• [Requirements] Copy every one of the lines below word for word, leaving out the pictures.

• [Input records]

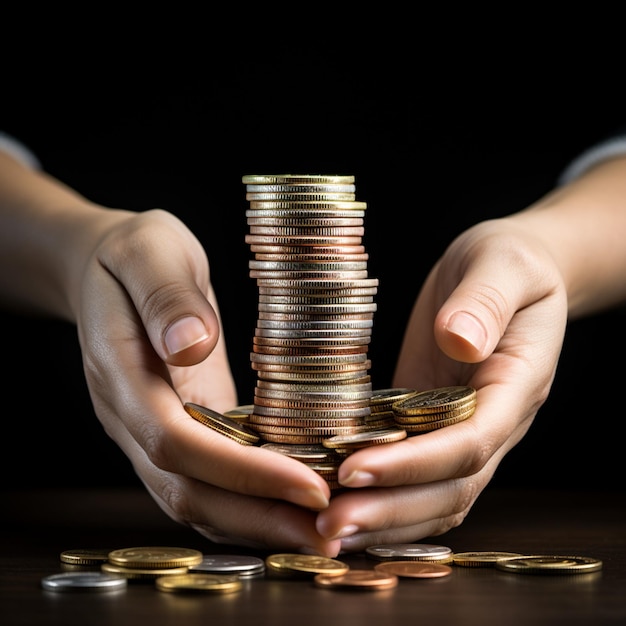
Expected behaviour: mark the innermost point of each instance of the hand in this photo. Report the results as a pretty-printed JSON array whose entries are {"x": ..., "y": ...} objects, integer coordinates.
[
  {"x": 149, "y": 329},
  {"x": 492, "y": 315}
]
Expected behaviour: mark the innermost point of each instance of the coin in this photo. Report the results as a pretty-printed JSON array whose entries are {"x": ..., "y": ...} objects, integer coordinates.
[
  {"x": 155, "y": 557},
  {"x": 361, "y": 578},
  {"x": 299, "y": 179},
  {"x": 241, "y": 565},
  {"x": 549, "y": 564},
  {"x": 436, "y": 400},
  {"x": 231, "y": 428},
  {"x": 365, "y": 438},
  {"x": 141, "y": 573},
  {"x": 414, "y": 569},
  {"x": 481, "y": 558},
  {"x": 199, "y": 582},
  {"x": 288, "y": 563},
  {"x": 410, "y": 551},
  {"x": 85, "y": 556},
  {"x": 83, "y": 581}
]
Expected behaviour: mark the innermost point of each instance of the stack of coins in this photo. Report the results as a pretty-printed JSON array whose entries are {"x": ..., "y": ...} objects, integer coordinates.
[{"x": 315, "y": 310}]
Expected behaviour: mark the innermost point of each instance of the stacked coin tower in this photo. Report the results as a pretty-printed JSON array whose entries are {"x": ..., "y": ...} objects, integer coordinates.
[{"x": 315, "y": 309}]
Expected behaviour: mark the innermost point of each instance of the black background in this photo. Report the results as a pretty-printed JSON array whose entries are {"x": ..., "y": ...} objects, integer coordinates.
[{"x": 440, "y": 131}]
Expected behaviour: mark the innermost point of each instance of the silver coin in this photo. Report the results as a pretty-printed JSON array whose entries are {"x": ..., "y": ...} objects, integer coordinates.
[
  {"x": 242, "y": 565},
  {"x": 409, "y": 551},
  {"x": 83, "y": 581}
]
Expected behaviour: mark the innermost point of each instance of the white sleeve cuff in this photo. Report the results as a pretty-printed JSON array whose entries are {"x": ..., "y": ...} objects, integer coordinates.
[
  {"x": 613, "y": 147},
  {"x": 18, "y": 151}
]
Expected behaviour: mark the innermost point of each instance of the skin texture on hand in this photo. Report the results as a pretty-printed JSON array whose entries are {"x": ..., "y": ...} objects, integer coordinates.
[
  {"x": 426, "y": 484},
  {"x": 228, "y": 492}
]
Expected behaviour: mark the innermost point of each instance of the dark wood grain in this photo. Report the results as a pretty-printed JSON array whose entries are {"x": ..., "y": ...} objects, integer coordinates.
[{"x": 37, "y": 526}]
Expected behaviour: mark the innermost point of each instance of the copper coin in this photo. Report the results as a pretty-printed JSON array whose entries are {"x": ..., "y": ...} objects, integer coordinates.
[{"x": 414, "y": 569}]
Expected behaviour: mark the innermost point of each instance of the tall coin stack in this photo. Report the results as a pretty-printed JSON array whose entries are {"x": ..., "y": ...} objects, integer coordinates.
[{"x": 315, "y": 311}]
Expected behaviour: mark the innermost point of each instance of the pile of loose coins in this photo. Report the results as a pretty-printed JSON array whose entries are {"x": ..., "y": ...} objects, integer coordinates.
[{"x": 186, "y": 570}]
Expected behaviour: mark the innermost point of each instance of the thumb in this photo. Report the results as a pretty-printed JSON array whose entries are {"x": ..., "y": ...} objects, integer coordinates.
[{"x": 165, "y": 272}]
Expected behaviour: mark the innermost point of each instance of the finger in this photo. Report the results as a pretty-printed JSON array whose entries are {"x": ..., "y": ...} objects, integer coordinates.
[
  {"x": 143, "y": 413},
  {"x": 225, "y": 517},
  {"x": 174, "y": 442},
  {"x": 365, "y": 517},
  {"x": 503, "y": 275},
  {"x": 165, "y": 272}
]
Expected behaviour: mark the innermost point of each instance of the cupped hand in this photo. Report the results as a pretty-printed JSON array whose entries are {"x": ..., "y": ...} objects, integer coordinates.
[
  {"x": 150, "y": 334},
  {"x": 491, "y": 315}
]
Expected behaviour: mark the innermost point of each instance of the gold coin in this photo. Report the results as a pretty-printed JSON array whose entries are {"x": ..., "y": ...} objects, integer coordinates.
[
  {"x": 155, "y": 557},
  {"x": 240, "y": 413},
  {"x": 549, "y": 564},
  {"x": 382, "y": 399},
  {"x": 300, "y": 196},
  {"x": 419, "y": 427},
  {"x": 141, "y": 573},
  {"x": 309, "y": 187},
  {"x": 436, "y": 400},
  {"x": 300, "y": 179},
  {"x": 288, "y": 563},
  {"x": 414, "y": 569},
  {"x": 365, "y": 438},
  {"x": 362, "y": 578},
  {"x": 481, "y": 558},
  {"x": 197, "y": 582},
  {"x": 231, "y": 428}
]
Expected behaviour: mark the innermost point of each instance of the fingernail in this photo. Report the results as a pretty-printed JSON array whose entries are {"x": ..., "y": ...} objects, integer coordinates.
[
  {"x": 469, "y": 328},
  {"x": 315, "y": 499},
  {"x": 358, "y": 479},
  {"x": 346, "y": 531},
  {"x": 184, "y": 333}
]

• [The answer]
Expected behaviour: mark the innermost point of each instance of the hand in this photo. Report the results as a pretty-printed JSON array whose entries are {"x": ..., "y": ...} objects, integer coordinates.
[
  {"x": 149, "y": 329},
  {"x": 492, "y": 315}
]
Expected behaviour: mark the innermost point of each instance of the coin in this photo. Report the results as a pretty-printed JSON array whose entries are {"x": ..., "y": ...} objects, integer coordinates.
[
  {"x": 155, "y": 557},
  {"x": 361, "y": 578},
  {"x": 299, "y": 179},
  {"x": 241, "y": 565},
  {"x": 549, "y": 564},
  {"x": 436, "y": 400},
  {"x": 231, "y": 428},
  {"x": 365, "y": 438},
  {"x": 141, "y": 573},
  {"x": 414, "y": 569},
  {"x": 481, "y": 558},
  {"x": 199, "y": 582},
  {"x": 288, "y": 563},
  {"x": 410, "y": 551},
  {"x": 85, "y": 556},
  {"x": 83, "y": 581}
]
Expected behaviour: mark the innermost point of each instance of the stack of coins in this photo. Report the results as a pretty-printed JSON array whose entries are {"x": ..., "y": ...} objects, integer coordinates.
[{"x": 315, "y": 310}]
Expected behaviour: mark the innermost point of each instance of the stacked coin tower in this photo. Report the results as a pretty-printed JSON array whose entries are {"x": ..., "y": ...} objects, integer coordinates.
[{"x": 315, "y": 309}]
Expected behaviour: mark the innermost point of each instance of the black background in this photo. Report the results as a pretty-printed JSON array whose entries are {"x": ..., "y": ...} objects, integer coordinates.
[{"x": 440, "y": 131}]
Expected behaviour: mark the innermost point of each instance of the silver coin in this photo. Report the results as a pretty-printed JSON array whose entries are {"x": ..., "y": ...} objects, integer coordinates.
[
  {"x": 242, "y": 565},
  {"x": 409, "y": 551},
  {"x": 83, "y": 581}
]
Expected behaviour: mark the innermost point of each instance of the white sleeve cuff in this photo. Report the results as a pretty-printed JSON array whose entries are {"x": ..., "y": ...} objects, integer coordinates.
[
  {"x": 613, "y": 147},
  {"x": 18, "y": 151}
]
Expected behaviour: mark the innermost point of each instance of the skin texture on hand in this photo. Report the results as a pretty-printed JSON array whose entries are {"x": ..., "y": ...} objects, integer coordinates.
[
  {"x": 426, "y": 484},
  {"x": 228, "y": 492}
]
Expected behaviour: mark the innermost point of each instance of the dark wood grain in this photo. Report the results as a pretty-printed JSON array whose entries are {"x": ..., "y": ...} objects, integer coordinates.
[{"x": 37, "y": 526}]
Expected behaviour: mark the innermost point of each instance of the copper coin in this photo. Report the results as a pretty-printed JSON array whose entries are {"x": ..., "y": ...} objects, integer coordinates.
[{"x": 414, "y": 569}]
Expected behaviour: mark the innermost point of each instance of the tall coin stack in this photo. Report the results as a pretty-printed JSON array whose entries are {"x": ..., "y": ...} objects, integer coordinates.
[{"x": 315, "y": 311}]
Expected behaviour: mark the innermost point of each instance of the pile of loose coins in this photo. Report the results as a pretty-printed JSON array whose entries are {"x": ..., "y": ...} objects, integer coordinates.
[{"x": 186, "y": 570}]
Expected behaviour: mark the innermost point of each instance of the thumb in this photo. Report the results as a pretty-printed JSON array whose entries are {"x": ..., "y": ...} objects, integer coordinates.
[{"x": 165, "y": 272}]
Expected behaviour: mark the innermost point of each instance of the finger in this photo. Report the results as a pretty-printed JSON array whose entries are {"x": ..., "y": ...} objects, integer coordinates.
[
  {"x": 143, "y": 413},
  {"x": 225, "y": 517},
  {"x": 174, "y": 442},
  {"x": 365, "y": 517},
  {"x": 503, "y": 275},
  {"x": 165, "y": 272}
]
Expected behaviour: mark the innermost point of each instance of the cupped hand in this photo. Report the results as a pretty-printed JSON array whose entries are {"x": ..., "y": ...} objects, integer coordinates.
[
  {"x": 150, "y": 334},
  {"x": 491, "y": 315}
]
Expected behaviour: mark the innermost point of each instance of the gold coin in this photo. Report the results as a pretty-printed JSON array whose entries are {"x": ..., "y": ...} objects, integer coordinates.
[
  {"x": 155, "y": 557},
  {"x": 240, "y": 413},
  {"x": 549, "y": 564},
  {"x": 382, "y": 399},
  {"x": 300, "y": 196},
  {"x": 419, "y": 427},
  {"x": 141, "y": 573},
  {"x": 309, "y": 187},
  {"x": 436, "y": 400},
  {"x": 300, "y": 179},
  {"x": 288, "y": 563},
  {"x": 414, "y": 569},
  {"x": 365, "y": 438},
  {"x": 362, "y": 578},
  {"x": 481, "y": 558},
  {"x": 197, "y": 582},
  {"x": 231, "y": 428}
]
Expected behaviour: mark the innermost point of each instance of the fingernail in this photo. Report the results as a pretty-printed JSON array whose entries are {"x": ..., "y": ...} objects, integer coordinates.
[
  {"x": 469, "y": 328},
  {"x": 315, "y": 499},
  {"x": 358, "y": 479},
  {"x": 346, "y": 531},
  {"x": 184, "y": 333}
]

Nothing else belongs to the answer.